§ **EXERCISE DESCRIPTION**: Rewrite everything from the line containing "of the forest" down to the end of the material, both ends included, as a JSON list of strings with one string per line. Omit blank lines and leave the pictures out of the answer.

§ **GIVEN INFORMATION**:
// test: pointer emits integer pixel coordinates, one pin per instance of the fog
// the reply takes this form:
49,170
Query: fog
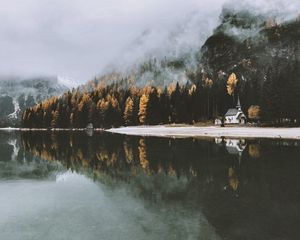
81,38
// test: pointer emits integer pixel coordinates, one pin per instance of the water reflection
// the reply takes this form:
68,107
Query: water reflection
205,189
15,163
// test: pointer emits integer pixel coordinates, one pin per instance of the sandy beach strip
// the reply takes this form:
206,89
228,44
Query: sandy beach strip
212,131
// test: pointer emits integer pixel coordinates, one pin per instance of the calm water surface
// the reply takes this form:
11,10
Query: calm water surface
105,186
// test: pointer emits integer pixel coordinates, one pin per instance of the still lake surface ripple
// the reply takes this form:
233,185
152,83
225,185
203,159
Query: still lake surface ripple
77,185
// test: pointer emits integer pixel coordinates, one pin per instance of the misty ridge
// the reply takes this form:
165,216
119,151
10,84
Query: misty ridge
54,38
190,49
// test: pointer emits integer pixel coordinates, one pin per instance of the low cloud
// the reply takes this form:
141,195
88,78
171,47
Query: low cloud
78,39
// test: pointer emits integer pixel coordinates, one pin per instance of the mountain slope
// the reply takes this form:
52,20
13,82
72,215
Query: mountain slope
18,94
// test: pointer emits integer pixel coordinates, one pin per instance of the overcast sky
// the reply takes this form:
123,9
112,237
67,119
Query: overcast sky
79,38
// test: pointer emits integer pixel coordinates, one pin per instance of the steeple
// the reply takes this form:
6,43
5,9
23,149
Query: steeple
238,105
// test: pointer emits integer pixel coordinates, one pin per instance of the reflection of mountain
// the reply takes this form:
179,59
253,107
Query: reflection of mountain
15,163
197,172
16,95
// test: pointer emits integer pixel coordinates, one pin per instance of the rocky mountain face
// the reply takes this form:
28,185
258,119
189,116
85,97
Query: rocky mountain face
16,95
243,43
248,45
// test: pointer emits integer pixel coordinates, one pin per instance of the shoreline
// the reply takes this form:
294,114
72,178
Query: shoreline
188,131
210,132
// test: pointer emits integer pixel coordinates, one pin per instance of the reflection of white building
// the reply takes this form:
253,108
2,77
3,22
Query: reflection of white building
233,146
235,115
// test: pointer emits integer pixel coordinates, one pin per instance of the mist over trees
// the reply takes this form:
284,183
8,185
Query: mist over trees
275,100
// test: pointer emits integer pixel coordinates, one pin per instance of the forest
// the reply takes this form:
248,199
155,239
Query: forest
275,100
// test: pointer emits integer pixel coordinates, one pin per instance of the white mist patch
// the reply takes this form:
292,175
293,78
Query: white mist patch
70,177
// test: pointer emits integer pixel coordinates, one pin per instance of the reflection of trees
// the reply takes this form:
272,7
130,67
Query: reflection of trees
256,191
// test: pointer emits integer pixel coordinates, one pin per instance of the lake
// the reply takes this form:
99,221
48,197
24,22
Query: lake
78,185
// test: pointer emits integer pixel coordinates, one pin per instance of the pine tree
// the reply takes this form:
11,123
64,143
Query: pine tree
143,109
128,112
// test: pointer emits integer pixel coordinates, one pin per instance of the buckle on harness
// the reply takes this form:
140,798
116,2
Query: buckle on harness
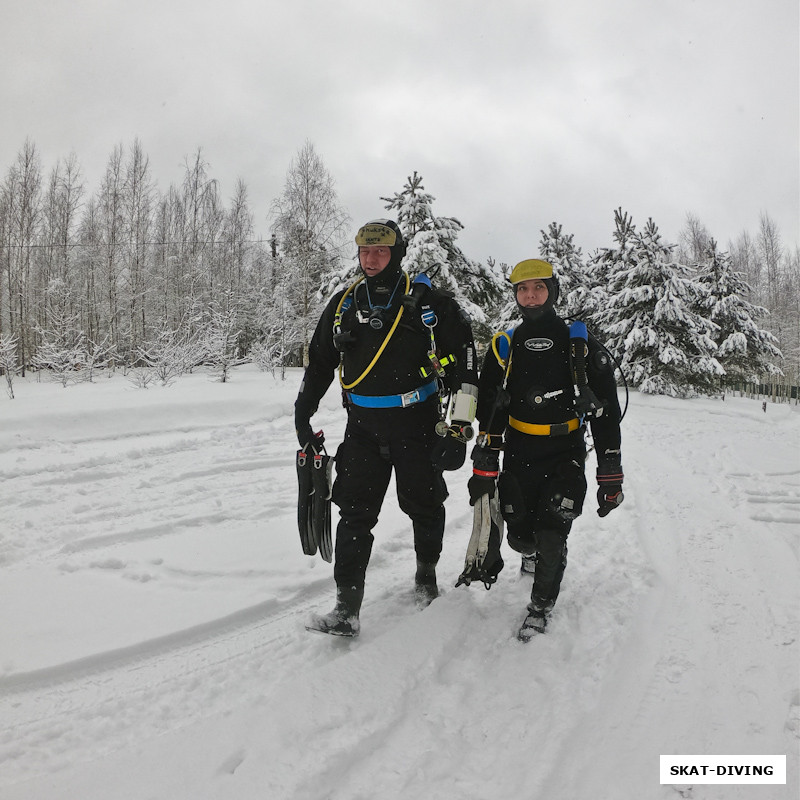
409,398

§ **SOLUTION**:
[
  "// test: pointer emits integer pixel coordinates, one pin per instance of the forest",
  "// the reply takes this form:",
  "248,199",
  "155,239",
  "Query: forest",
  "275,100",
  "// test: pointer emits integer pixel coordinates, one pin per instance of the white mist patch",
  "// the reply takes this form:",
  "292,175",
  "293,78",
  "Query: white mist patch",
  "70,177",
  "// test: pointer emits integer pixel coordinates, one pin per instance of the reflection of trees",
  "// the reply takes this form:",
  "272,7",
  "130,67",
  "Query: reflection of trees",
  "256,191",
  "// test: pointer emits integer pixel coordinates, one pin per instance of the lake",
  "// the reply takes this form:",
  "99,221",
  "48,197",
  "24,22",
  "Query: lake",
  "78,185",
  "// test: pointer emits integer pixel coordinates, one pin per instance of the pine tree",
  "// the reply takes this form:",
  "11,123",
  "64,143",
  "Query: pine tree",
  "143,109",
  "128,112",
  "// test: pointer emits integer pixel coordinates, one pin per instance of the buckle on harness",
  "// the reply takes this form:",
  "140,798",
  "116,2",
  "Query: buckle on harness",
  "409,398"
]